▸ INPUT RECORDS
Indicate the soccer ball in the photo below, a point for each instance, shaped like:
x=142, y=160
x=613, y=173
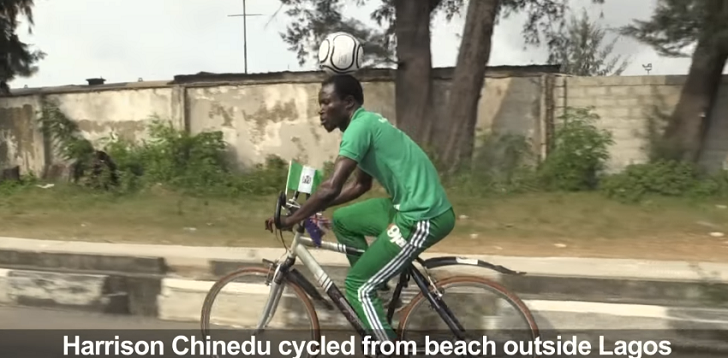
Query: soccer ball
x=340, y=53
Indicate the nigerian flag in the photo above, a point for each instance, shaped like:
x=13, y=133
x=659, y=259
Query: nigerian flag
x=303, y=178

▸ DIRECTIONS FOR THIS TASK
Can you print every one of the records above word for word, leaving the pictures out?

▸ FULL SOLUTION
Indicate the soccer ball in the photo below, a point for each instance, shaped like:
x=142, y=160
x=613, y=173
Query: soccer ball
x=340, y=53
Indicate the nigerian flag in the photo above, a point for each instance, shaped like:
x=13, y=133
x=659, y=259
Query: nigerian flag
x=303, y=178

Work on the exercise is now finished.